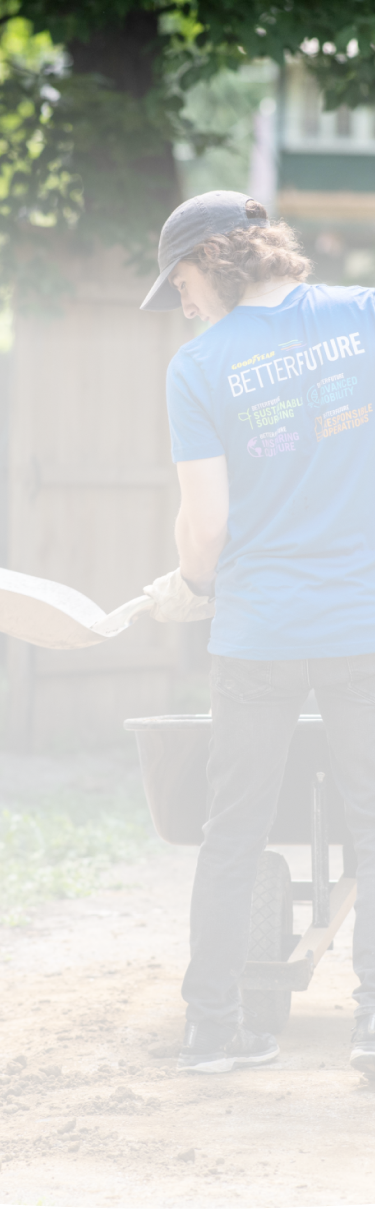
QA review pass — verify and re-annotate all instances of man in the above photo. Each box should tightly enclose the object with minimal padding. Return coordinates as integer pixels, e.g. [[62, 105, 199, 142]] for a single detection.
[[143, 191, 375, 1074]]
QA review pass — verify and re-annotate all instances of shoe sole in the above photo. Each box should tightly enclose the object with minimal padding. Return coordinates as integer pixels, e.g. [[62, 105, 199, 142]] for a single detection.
[[351, 1046, 375, 1076], [177, 1046, 279, 1075]]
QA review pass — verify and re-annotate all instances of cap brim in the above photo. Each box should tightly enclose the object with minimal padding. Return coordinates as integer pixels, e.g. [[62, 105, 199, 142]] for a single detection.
[[140, 260, 181, 311]]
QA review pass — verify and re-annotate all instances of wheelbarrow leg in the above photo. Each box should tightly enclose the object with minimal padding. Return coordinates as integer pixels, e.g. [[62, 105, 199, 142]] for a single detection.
[[311, 773, 329, 927]]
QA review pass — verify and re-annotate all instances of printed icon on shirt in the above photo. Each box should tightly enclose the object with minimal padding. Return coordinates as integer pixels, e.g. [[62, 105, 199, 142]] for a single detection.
[[247, 436, 263, 457]]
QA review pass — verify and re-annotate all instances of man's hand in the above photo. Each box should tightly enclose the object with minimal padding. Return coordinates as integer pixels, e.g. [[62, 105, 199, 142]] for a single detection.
[[143, 567, 215, 621], [175, 455, 229, 596]]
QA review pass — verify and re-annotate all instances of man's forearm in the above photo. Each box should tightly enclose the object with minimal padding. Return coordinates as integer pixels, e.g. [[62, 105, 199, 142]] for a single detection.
[[175, 509, 226, 592]]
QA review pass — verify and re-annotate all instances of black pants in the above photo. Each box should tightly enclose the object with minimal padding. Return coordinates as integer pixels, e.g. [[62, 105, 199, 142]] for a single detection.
[[183, 654, 375, 1022]]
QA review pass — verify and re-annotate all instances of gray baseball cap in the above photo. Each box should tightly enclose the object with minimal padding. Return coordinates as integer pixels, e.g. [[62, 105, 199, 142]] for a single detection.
[[140, 189, 270, 311]]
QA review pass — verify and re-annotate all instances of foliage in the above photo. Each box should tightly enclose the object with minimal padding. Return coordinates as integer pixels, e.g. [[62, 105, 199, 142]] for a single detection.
[[0, 796, 155, 926], [0, 0, 375, 305]]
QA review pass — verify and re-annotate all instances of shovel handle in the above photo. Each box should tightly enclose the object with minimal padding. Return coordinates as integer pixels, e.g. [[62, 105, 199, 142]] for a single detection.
[[90, 596, 154, 638]]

--- What is being asked ---
Send back the data above word for word, with the pictures left out.

--- Finished task ---
QA review pass — verify and re-annotate all instances of man in the above photo. Each box should tightly enclose the object with minimal padding. Return coordinates as integer pixels, e.g. [[62, 105, 199, 142]] for a single detection.
[[143, 191, 375, 1074]]
QA review pass — verify and re-annotate all instances of shoe sole in the above photo. Each box should tightly enclose the object with minimal padding. Return coordinates as integer pixels, e.g. [[62, 105, 199, 142]] for a single detection.
[[351, 1046, 375, 1076], [177, 1046, 279, 1075]]
QA review pass — verify and re-annotate all instances of cap brim in the above photo. Each box should tightly enclose the object with minimal padding. Return coordinates as integer pixels, e.g. [[62, 105, 199, 142]] for a single detection.
[[140, 260, 181, 311]]
QA review pass — verify and re-annotate all instances of wheelbarrow leg in the above photo. Each box should tightly enclose the object with minimal padding. Return coordinates as integer pixels, e.g. [[62, 105, 199, 142]] for a single detection.
[[311, 773, 329, 927]]
QA review pass — verify and re-annotate all instances of printed icon on shirt in the above photo. Each box should tightly enclose the object with minimal padding. Return coordinates as integer pixels, e.g. [[62, 105, 199, 142]] for a single detection.
[[247, 436, 263, 457]]
QA review pass — verify and re-annotate all instances of man's hand in the above photo. Each box should tightly enclose the object with minimal padding. Return coordinates as integer pixels, e.g. [[62, 105, 199, 142]] for a single detection.
[[143, 567, 215, 621], [175, 455, 229, 596]]
QA review pass — verify and re-annotate all instances of man's forearm in the above photo. Each box should tightly enclose the object with minimal padding. Return coordinates as integer pixels, e.g. [[62, 105, 199, 142]] for a single detection.
[[175, 509, 226, 592]]
QA review pass — verify and re-annotate all instances of black pants in the above photo. Each box should tightly enclose the object with minimal padding. Return coordinates as integer pixels, e.g. [[62, 105, 199, 142]] for a single detection.
[[183, 654, 375, 1022]]
QA review pass — verify and re-annotate all instances of gray baseball cap in the above photo. Each box should tightly enclose the object with minimal padding. Return coordinates as integer pixels, e.g. [[62, 105, 199, 142]] for a single detection.
[[140, 189, 270, 311]]
QA review pass — verify and re-annotate all instances of foliage in the above photo. Each box should tightly enclose the object with minimal padding. Return coordinates as integer pixels, e.g. [[62, 105, 199, 142]] for a single detection.
[[0, 796, 155, 926], [0, 0, 375, 305]]
QA review pass — verify and re-annotate all instances of shovel handle in the above photo. Each box should tightly enclose the object with minimal padding. Return coordinates as integer pixels, e.g. [[62, 105, 199, 142]] for a single detection.
[[90, 596, 154, 638]]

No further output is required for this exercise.